> _ACTION ITEM_
Please print each entry below exactly as it stands, but without any pictures.

> _DATASET EXTRACT_

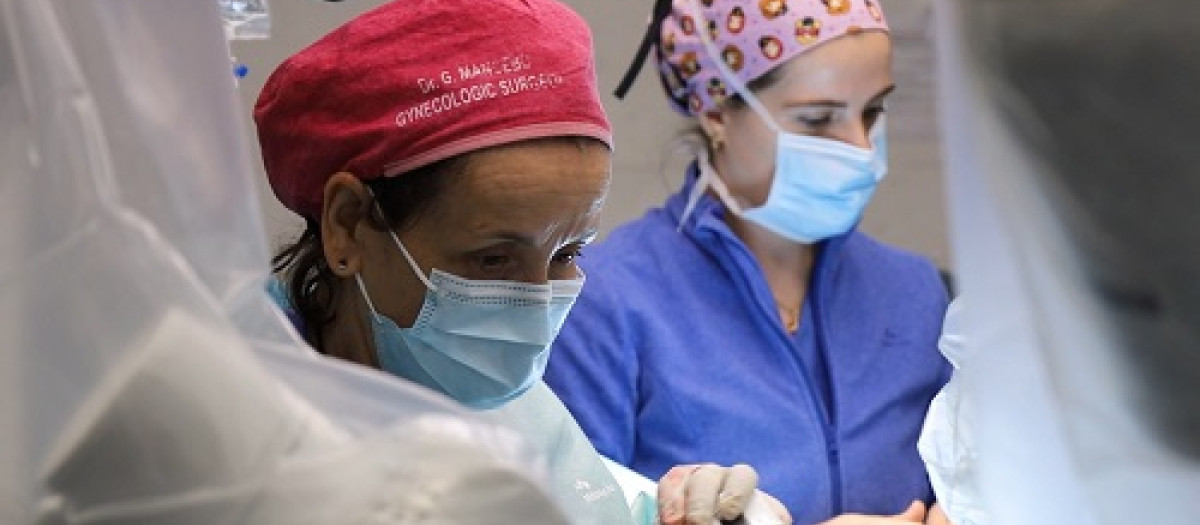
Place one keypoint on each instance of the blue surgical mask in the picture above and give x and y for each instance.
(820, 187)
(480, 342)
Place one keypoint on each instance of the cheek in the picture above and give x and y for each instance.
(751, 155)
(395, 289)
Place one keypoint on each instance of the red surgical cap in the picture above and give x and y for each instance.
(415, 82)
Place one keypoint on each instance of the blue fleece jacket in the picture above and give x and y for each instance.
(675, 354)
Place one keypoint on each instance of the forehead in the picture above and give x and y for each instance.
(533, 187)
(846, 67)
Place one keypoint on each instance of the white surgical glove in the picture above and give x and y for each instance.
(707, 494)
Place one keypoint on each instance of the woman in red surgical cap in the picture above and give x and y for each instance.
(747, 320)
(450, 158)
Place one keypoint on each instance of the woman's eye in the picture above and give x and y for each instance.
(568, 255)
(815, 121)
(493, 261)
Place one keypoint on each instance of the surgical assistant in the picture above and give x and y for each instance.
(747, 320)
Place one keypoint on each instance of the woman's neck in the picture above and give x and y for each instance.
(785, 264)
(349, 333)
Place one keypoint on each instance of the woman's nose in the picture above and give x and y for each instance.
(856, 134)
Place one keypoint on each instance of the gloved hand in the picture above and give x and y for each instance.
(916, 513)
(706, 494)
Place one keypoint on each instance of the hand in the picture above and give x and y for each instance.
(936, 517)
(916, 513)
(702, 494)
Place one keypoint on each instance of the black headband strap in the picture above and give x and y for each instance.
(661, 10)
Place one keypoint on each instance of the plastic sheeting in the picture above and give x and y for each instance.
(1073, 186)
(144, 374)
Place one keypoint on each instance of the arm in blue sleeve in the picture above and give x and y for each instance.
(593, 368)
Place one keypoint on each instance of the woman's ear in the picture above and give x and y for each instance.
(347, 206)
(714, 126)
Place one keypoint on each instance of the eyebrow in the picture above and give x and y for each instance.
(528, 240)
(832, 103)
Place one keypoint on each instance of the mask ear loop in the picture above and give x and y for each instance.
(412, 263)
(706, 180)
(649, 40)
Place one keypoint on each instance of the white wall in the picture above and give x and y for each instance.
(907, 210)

> _REPLY TO THE TASK_
Place one keypoint on each instance of the blue surgical mask in the picture above and give x and y for each instance.
(820, 187)
(480, 342)
Place one keypoint on each instance of the cheek in the picture above and give x and y for each instance.
(751, 155)
(395, 289)
Place one keypoint on each instance of the red surgical cap in the picture above and give x and y for each instance.
(415, 82)
Place one keypoint on each instance of the blue fleece jacket in the picture above and give x and y for each instance.
(675, 354)
Place one keypoint on each instance of the forehead in the picture above and give x and y for each instance.
(533, 187)
(846, 67)
Place one keypoint on each instance of the white surgical glove in the picture above and give x and y for each instance.
(707, 494)
Place one keypoint on each instance of the woman in red surgical cap in the picture above and give x and y for each instance.
(747, 320)
(450, 158)
Place one keypoint on each instance of the woman's eye in the picture above and give x and y for each instance.
(568, 255)
(815, 121)
(493, 261)
Place one keypoint on each instance of the surgical assistant in the picture above and give x and y for each instance.
(747, 320)
Place one keypoint on each instance of the woman's neck in the picture above and give x and y for each instance.
(785, 264)
(349, 333)
Place one keypoint on each instance of the woman's nose in the picture above and give x and y for each instance.
(856, 134)
Place one keypoint on each instance of the gloved hand in the picture above and give x and y for each instance.
(916, 513)
(706, 494)
Place one keypoint on each instance of the hand in the picture above and give x and y for each instance.
(936, 517)
(916, 513)
(702, 494)
Place one keypoint on each instance of the black headband strap in the picture above and give x and y for each instance.
(661, 10)
Place one keypoint on each instance of the plastic sheeting in the picture above and give x and y for each instance.
(1073, 186)
(144, 374)
Place one keypoint on each instance of the arm in blue sleeve in the picture above and give x and y for each instance.
(593, 368)
Place one keypoint on each instance of the woman's ear in the picture above and give x and y for each instance.
(347, 206)
(714, 126)
Place one keypoint on each instance of the eyebrow in the picture above and give x and y for each instance.
(528, 240)
(832, 103)
Place one keypoint on each instance of the mask ear loop in the picture above and give x and y for each instance.
(412, 263)
(706, 180)
(649, 40)
Place one keypoint on each instance of the white wall in the picture above and give x and y for each instance.
(907, 210)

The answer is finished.